**Requests:**
- A) In the post about the New Zealand company registry, which street address does Nick Shaxson ask about?
- B) Retype the part of the New Zealand company registry post starting at "New Zealand Company" and ending at "National Business Review.".
- C) List every person and every publication mentioned by name in the New Zealand company registry post.

**Selected passage:**
★ ★ ★ ★
New Zealand Company Registry Whack-a-Mole!

Fired up by my recent posts about dodgy New Zealand companies, Nick Shaxson asks what the hell is going on at 369 Queen Street, Auckland?

It is a first-class question, and by way of compensating for the fact that Mr. Shaxson and I are nearly five years late to this story, I have a snazzy elaboration. To fend off accusations of recycling old news, I also have an update that shows that this story is still of some current interest, notably to the cretinously blithe deregulating New Zealand Prime Minister, John Key.

My update may also add further to the workload of an athletic-looking but possibly harassed New Zealand regulator; there is already a pile of Questions in Parliament to Answer, arising from previous forays into this terrain by Naked Capitalism and NZ’s National Business Review.
★ ★ ★ ★
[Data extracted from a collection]
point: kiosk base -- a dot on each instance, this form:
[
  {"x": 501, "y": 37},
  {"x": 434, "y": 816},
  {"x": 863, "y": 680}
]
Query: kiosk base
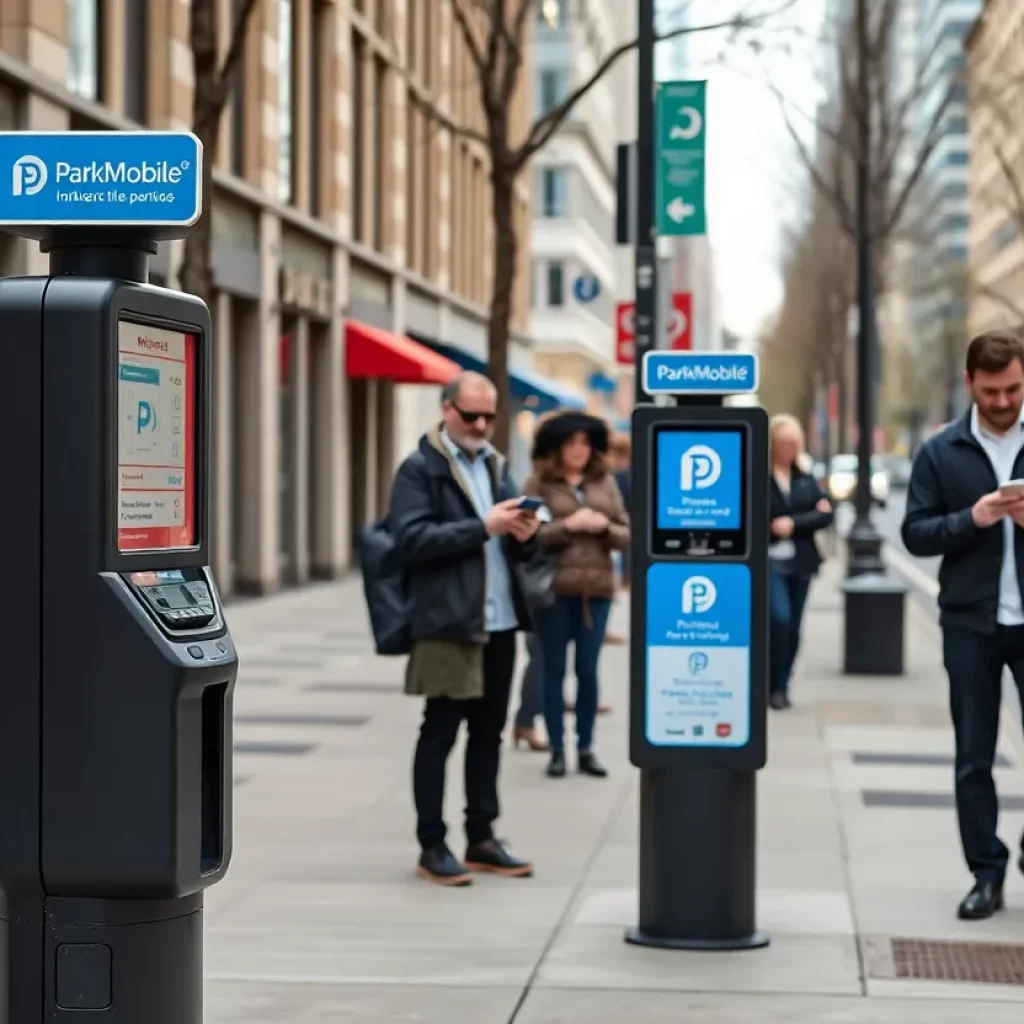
[
  {"x": 139, "y": 961},
  {"x": 697, "y": 860},
  {"x": 756, "y": 940}
]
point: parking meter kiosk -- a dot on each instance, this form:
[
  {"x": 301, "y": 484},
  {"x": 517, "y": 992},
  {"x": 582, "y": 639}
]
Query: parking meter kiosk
[
  {"x": 698, "y": 650},
  {"x": 116, "y": 698}
]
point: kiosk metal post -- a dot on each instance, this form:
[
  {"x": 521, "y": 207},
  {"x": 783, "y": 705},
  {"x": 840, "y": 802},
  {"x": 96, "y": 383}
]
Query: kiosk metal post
[
  {"x": 698, "y": 650},
  {"x": 116, "y": 706}
]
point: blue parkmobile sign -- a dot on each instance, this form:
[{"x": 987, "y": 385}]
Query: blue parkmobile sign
[
  {"x": 698, "y": 655},
  {"x": 699, "y": 478},
  {"x": 100, "y": 179},
  {"x": 699, "y": 373}
]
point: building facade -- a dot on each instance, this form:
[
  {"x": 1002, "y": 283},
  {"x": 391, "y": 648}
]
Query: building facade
[
  {"x": 573, "y": 271},
  {"x": 995, "y": 60},
  {"x": 351, "y": 239}
]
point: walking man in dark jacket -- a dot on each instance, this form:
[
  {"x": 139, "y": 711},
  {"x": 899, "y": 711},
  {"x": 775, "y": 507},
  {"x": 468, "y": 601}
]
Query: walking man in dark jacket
[
  {"x": 457, "y": 524},
  {"x": 954, "y": 508}
]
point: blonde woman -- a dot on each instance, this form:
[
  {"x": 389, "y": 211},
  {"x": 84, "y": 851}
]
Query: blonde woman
★ ★ ★ ★
**Answers:**
- A) 369 Queen Street, Auckland.

- B)
New Zealand Company Registry Whack-a-Mole!

Fired up by my recent posts about dodgy New Zealand companies, Nick Shaxson asks what the hell is going on at 369 Queen Street, Auckland?

It is a first-class question, and by way of compensating for the fact that Mr. Shaxson and I are nearly five years late to this story, I have a snazzy elaboration. To fend off accusations of recycling old news, I also have an update that shows that this story is still of some current interest, notably to the cretinously blithe deregulating New Zealand Prime Minister, John Key.

My update may also add further to the workload of an athletic-looking but possibly harassed New Zealand regulator; there is already a pile of Questions in Parliament to Answer, arising from previous forays into this terrain by Naked Capitalism and NZ’s National Business Review.

- C) Nick Shaxson, John Key, Naked Capitalism, National Business Review